(WHAT TO DO) Print each record below exactly as it appears.

(Point localization data)

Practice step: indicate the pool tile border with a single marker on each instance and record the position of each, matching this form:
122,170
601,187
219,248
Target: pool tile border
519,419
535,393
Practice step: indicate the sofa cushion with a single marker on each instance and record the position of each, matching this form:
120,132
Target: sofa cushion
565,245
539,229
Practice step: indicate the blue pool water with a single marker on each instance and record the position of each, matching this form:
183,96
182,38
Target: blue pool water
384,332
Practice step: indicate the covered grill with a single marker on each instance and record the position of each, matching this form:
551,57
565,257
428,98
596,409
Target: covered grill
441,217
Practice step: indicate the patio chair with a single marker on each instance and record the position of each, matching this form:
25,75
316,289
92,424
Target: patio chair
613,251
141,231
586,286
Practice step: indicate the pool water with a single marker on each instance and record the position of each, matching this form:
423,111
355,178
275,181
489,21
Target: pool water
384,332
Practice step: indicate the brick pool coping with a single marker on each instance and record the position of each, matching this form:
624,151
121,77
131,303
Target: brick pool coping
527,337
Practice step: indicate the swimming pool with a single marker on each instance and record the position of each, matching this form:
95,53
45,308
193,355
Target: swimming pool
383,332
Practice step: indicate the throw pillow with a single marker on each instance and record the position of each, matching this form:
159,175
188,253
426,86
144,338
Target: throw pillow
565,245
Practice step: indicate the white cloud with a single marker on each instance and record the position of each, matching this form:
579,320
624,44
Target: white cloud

(RESPONSE TO THIS TASK)
Practice step: indicate the pool tile border with a single marker on each instance and record the position of each, matching this form:
122,170
601,187
219,248
Target: pool tile border
519,419
535,393
Practice step: indicate the sofa cushion with a single marker on each instance and record the position of each, matching this form:
120,132
Target: sofa cushion
565,245
539,229
Practice step: indicate the blue pool water with a single marker on each instance and record the position of each, matching this form:
183,96
182,38
Target: blue pool water
384,332
Practice step: indicate the covered grill with a single marker on each instance and record the position of each, matching this form:
551,57
565,257
428,98
596,409
Target: covered grill
441,217
Practice step: indicate the patio chair with a single marker on each instance and record the position of each, matching this form:
25,75
316,289
92,424
Target: patio chair
613,251
141,231
586,286
Practice step: indicate the pool water with a single marker on each instance and record the position of each, matching this form:
423,111
355,178
275,181
489,21
Target: pool water
384,332
Practice step: indicate the brick pool coping with a single marker on each instance and record the position of each, matching this form:
624,151
121,77
131,303
Target: brick pool coping
527,337
Practice step: indicate the swimming pool with a single marker on each instance and record the position of each, matching this form:
95,53
45,308
193,355
Target: swimming pool
383,332
Practice step: indicate the throw pillow with a single marker on each instance and record the position of each, matching this form:
159,175
188,253
426,86
144,338
Target: throw pillow
565,245
Practice step: indicate the white cloud with a single marker on each instance and record the position of each, matching this form:
579,320
624,44
Target: white cloud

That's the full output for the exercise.